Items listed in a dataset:
· · ·
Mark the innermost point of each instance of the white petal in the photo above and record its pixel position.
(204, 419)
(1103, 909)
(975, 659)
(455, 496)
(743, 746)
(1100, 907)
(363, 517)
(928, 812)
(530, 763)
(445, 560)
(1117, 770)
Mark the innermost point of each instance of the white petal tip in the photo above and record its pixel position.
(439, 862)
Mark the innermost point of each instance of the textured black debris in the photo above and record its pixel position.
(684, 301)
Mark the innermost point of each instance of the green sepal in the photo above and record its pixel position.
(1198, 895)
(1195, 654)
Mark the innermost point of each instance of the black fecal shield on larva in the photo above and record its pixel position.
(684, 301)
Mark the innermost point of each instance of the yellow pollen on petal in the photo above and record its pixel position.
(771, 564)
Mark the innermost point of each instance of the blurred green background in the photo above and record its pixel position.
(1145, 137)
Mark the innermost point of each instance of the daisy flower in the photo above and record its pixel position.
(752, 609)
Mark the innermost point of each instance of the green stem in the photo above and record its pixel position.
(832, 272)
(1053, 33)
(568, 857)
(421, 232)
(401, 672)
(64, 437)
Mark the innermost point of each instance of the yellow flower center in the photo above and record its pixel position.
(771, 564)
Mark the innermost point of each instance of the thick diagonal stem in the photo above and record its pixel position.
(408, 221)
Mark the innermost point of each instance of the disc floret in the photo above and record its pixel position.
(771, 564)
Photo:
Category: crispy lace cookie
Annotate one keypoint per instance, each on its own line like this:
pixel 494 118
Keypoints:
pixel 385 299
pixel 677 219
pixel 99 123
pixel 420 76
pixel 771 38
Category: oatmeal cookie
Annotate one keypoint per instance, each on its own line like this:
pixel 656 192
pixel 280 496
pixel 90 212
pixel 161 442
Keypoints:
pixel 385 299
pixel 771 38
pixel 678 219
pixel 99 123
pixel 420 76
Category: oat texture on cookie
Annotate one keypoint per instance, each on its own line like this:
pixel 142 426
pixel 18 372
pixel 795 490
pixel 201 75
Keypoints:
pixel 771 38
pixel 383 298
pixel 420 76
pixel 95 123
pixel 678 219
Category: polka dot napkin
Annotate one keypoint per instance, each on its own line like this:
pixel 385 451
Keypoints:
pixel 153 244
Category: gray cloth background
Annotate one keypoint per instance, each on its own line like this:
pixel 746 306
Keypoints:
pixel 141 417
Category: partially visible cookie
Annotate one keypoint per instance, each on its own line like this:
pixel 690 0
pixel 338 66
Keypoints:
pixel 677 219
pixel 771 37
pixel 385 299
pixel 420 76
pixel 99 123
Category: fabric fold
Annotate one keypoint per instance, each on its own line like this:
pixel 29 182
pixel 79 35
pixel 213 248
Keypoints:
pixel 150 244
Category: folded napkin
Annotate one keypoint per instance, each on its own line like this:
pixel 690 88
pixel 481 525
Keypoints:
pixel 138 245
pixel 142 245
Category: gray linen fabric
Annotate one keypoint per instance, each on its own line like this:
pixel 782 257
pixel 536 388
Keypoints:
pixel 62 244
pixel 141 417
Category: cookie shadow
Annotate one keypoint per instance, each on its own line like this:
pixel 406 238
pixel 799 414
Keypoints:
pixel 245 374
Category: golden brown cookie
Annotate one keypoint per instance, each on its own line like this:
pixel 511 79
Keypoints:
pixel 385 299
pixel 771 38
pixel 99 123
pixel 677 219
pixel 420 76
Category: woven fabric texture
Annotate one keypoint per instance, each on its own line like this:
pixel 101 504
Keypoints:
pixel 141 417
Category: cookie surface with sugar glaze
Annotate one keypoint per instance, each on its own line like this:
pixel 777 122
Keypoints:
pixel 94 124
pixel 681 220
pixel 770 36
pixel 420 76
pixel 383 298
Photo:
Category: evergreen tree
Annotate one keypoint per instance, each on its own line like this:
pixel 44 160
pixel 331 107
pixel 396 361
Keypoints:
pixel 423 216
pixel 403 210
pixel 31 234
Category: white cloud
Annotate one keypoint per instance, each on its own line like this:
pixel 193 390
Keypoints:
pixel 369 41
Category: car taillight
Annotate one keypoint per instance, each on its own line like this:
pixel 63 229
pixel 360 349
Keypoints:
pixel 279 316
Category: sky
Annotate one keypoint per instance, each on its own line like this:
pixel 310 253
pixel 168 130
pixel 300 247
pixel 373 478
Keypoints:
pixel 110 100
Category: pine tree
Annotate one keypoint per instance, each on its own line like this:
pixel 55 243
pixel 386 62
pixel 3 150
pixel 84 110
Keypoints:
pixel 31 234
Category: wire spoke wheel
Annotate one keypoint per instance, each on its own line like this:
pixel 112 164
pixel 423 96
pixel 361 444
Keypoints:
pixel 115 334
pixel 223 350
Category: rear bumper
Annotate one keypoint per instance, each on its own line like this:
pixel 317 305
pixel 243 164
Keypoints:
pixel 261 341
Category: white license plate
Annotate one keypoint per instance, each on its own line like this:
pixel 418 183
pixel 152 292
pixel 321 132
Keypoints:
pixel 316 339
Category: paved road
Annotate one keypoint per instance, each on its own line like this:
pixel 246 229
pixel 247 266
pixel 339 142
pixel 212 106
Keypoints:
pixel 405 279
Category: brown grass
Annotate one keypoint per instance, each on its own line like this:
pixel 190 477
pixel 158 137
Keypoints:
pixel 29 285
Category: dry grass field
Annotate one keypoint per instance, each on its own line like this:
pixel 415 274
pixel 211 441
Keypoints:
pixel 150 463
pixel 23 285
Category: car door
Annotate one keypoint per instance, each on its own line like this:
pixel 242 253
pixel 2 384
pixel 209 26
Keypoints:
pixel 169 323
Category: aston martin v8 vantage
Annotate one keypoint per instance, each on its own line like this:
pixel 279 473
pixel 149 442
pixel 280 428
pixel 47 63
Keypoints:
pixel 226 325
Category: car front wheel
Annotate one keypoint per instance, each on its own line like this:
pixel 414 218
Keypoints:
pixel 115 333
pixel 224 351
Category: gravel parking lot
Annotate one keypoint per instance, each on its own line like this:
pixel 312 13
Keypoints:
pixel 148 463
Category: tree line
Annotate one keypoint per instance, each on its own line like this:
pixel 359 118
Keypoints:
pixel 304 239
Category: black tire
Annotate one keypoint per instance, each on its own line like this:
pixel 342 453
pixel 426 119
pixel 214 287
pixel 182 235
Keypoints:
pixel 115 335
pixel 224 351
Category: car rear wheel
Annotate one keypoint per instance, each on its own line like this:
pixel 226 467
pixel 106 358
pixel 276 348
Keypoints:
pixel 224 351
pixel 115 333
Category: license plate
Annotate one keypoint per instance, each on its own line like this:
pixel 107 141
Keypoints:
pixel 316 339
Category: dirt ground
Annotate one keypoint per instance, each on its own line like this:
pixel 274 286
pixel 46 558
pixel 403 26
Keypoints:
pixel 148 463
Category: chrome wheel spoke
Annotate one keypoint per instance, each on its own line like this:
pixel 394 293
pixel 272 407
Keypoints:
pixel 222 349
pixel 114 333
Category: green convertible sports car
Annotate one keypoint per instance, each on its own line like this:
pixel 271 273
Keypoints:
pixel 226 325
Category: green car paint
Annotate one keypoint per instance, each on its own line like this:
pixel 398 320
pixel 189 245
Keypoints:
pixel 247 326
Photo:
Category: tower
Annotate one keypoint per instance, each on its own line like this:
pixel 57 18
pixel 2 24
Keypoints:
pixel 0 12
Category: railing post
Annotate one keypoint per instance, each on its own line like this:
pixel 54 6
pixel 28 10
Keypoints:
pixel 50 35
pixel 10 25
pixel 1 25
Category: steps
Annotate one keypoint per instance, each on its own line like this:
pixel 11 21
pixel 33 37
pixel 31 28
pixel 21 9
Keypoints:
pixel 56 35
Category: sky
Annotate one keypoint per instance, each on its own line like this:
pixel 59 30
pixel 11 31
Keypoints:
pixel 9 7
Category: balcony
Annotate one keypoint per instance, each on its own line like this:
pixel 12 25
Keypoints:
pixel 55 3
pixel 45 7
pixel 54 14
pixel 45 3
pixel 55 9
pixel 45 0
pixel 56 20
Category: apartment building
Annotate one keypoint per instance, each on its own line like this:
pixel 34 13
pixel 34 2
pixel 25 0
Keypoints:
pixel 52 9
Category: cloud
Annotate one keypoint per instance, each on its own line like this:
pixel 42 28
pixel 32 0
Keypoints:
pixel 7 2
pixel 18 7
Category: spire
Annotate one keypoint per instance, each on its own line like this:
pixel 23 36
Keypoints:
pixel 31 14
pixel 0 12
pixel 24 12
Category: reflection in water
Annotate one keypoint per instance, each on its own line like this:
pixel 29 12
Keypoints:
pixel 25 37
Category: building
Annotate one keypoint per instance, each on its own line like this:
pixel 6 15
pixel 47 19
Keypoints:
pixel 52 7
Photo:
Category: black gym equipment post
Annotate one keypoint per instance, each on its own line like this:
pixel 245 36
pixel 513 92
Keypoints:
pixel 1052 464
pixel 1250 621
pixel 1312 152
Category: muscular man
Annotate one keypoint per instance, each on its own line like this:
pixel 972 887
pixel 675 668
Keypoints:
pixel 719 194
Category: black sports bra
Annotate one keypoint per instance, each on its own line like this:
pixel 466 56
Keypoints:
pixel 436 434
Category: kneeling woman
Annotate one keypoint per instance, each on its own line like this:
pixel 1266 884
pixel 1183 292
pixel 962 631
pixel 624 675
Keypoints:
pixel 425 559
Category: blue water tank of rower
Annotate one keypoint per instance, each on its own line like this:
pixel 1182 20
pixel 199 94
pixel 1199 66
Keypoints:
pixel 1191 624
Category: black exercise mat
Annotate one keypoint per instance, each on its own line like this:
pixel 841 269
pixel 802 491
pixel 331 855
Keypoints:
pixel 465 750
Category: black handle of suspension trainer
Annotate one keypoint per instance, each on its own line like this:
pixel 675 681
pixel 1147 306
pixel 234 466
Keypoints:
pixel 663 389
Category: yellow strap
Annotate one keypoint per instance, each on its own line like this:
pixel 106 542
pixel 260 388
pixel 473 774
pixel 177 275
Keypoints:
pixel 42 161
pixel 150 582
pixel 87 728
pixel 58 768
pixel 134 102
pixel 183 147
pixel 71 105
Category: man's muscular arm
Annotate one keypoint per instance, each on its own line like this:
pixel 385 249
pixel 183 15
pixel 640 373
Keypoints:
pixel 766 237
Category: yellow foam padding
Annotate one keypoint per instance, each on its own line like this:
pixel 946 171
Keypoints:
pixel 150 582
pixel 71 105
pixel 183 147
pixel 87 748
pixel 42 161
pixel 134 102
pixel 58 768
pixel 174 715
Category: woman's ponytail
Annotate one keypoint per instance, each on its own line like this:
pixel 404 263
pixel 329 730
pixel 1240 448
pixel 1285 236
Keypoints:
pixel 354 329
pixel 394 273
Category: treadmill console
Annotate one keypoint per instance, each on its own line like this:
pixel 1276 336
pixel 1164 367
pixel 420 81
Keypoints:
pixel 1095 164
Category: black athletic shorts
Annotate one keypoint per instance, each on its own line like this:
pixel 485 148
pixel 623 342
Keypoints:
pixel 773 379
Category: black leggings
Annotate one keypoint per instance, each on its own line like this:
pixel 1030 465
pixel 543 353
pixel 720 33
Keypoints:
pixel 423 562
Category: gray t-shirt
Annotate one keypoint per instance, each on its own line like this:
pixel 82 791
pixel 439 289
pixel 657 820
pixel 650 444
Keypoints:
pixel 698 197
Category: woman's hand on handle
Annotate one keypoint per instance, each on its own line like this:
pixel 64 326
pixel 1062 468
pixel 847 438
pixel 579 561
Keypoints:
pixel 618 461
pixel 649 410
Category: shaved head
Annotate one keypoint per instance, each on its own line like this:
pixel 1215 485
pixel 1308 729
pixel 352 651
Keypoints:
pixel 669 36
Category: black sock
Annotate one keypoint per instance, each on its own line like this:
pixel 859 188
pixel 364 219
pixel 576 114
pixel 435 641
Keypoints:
· · ·
-- Problem description --
Tally every line of the data that includes "brown". Report the number and nothing more.

-- Task result --
2